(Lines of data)

--- BEGIN ---

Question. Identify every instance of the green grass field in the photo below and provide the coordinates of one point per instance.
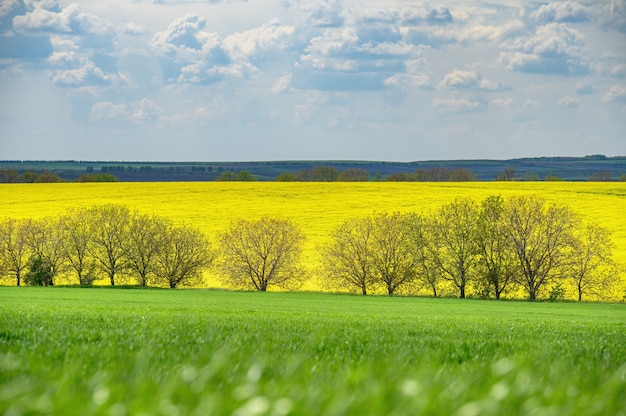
(200, 352)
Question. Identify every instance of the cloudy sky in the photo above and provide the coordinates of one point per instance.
(233, 80)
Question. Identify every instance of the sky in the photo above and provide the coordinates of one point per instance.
(235, 80)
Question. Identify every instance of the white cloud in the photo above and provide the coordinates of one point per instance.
(584, 88)
(107, 111)
(272, 36)
(501, 103)
(564, 11)
(469, 79)
(69, 19)
(144, 111)
(617, 93)
(283, 84)
(459, 104)
(87, 74)
(554, 48)
(417, 80)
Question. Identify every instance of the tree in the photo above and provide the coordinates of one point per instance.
(245, 176)
(591, 261)
(540, 234)
(461, 175)
(44, 240)
(143, 243)
(183, 253)
(75, 229)
(40, 272)
(508, 174)
(109, 225)
(287, 177)
(228, 176)
(393, 261)
(14, 251)
(353, 175)
(497, 260)
(324, 174)
(261, 253)
(422, 247)
(454, 250)
(602, 176)
(347, 259)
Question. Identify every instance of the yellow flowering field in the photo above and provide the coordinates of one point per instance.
(316, 207)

--- END ---

WHAT IS NEEDED> Please output the items above as a JSON list of strings, with one string per line, skipping blank lines and leaving out the pictures.

ANSWER TO THIS EXERCISE>
[
  "Question. Identify every instance of the green grass field in the photo below and provide the coordinates of one point per instance.",
  "(200, 352)",
  "Question. Identify every instance of the cloudy sky in the photo above and provide the coordinates of one point per instance.",
  "(233, 80)",
  "Question. Identify every instance of the sky in the photo above and provide the coordinates of one point per instance.",
  "(235, 80)",
  "Question. Identify every instance of the white cloud in the photo above and provide the coordinates of one point per instance.",
  "(584, 88)",
  "(107, 111)",
  "(272, 36)",
  "(501, 103)",
  "(564, 11)",
  "(469, 79)",
  "(69, 19)",
  "(144, 111)",
  "(617, 93)",
  "(283, 84)",
  "(459, 104)",
  "(87, 74)",
  "(554, 48)",
  "(417, 80)",
  "Question. Identify every instance of the tree in the photo above and provide the coordinates of one point per instance.",
  "(245, 176)",
  "(591, 261)",
  "(540, 234)",
  "(461, 175)",
  "(44, 240)",
  "(143, 243)",
  "(183, 253)",
  "(75, 229)",
  "(40, 272)",
  "(508, 174)",
  "(109, 225)",
  "(287, 177)",
  "(228, 176)",
  "(393, 261)",
  "(14, 251)",
  "(353, 175)",
  "(497, 260)",
  "(324, 174)",
  "(261, 253)",
  "(422, 247)",
  "(454, 250)",
  "(602, 176)",
  "(347, 259)",
  "Question. Identify every instance of the yellow flowering field in the photo above and provide the coordinates of one point per instance.",
  "(316, 207)"
]